**TASK PROMPT**
Quote every one of the following records line for line, changing nothing.

Records from a pointing dataset
=====
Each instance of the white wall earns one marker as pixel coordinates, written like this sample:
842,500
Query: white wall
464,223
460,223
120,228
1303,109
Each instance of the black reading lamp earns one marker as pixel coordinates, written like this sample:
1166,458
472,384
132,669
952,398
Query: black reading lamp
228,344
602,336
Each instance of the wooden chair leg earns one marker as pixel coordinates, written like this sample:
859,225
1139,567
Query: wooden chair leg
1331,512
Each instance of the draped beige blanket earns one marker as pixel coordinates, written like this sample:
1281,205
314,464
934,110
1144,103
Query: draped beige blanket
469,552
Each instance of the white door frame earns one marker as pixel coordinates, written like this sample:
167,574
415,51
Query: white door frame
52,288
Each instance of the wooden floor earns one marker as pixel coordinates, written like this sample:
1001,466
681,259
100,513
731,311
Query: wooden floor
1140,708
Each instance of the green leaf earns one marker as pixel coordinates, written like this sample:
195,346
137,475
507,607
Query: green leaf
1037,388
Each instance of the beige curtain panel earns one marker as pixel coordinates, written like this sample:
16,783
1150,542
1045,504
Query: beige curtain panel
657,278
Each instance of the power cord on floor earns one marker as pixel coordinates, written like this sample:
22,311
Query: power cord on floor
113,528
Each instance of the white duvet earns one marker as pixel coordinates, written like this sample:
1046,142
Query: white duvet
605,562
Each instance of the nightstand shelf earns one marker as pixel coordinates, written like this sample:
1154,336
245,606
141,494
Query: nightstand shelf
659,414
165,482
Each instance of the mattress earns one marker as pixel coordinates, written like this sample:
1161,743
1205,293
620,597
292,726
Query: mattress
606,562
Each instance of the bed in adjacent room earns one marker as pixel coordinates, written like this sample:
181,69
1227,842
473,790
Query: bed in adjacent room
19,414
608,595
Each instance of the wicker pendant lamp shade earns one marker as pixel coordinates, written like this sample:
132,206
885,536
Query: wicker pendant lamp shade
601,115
=====
**TASK SOLUTION**
Each instance of the white wall earns one marker as pixel coordinates, written like this sample:
842,500
Query: white wall
464,223
460,223
120,228
1303,109
Each instance of the black reading lamp earns one marker as pixel coordinates, written like this sample:
1166,458
472,384
132,669
952,398
Query: black reading lamp
228,344
602,336
Each instance of the wooden chair leg earns one marker as pixel coordinates, written like this sample:
859,225
1139,567
Query: wooden chair leg
1331,512
Each instance of the draped beige blanket earns one marker as pixel coordinates, written like this sample:
1281,205
314,464
934,110
1144,103
Query: draped beige blanket
469,552
Each instance of the white door frame earns one marker as pixel coordinates, written like this sample:
167,574
415,51
Query: white door frame
52,288
Each instance of the wooden floor earns one marker as pixel coordinates, written like this sample:
1001,466
681,259
100,513
731,311
Query: wooden floor
1140,708
Each instance of the green leaf earns one marker as pixel coordinates, written like this sample:
195,346
137,475
507,607
Query: green leaf
1037,388
Each instance of the beige curtain panel earns one marker as pixel coordinates, written like this sample:
16,783
1150,542
1045,504
Query: beige curtain panel
657,278
Each instance of the power cord on floor earns one marker as pixel coordinates, written like this sample:
22,311
Query: power cord on floor
113,528
Each instance of the white duvet earns one marker as pixel coordinates, written like this sample:
1046,142
Query: white duvet
605,562
Each instance of the nightstand shelf earns one marker as pixel coordinates, written like this sample:
1154,336
245,606
141,494
Query: nightstand shelf
659,414
165,482
Each instance of the mattress earns one marker as pixel coordinates, written like this sample:
1161,743
1205,293
620,597
292,726
Query: mattress
606,562
Each instance of the bed in adjacent room earns one marker as pixel coordinates, written like this sample:
181,69
1227,842
473,790
Query: bed in adjacent room
19,414
608,595
Each instance of the wicker pendant lamp shade earns one marker as pixel coordinates, written like this sample:
132,206
885,536
Query: wicker pendant lamp shade
601,115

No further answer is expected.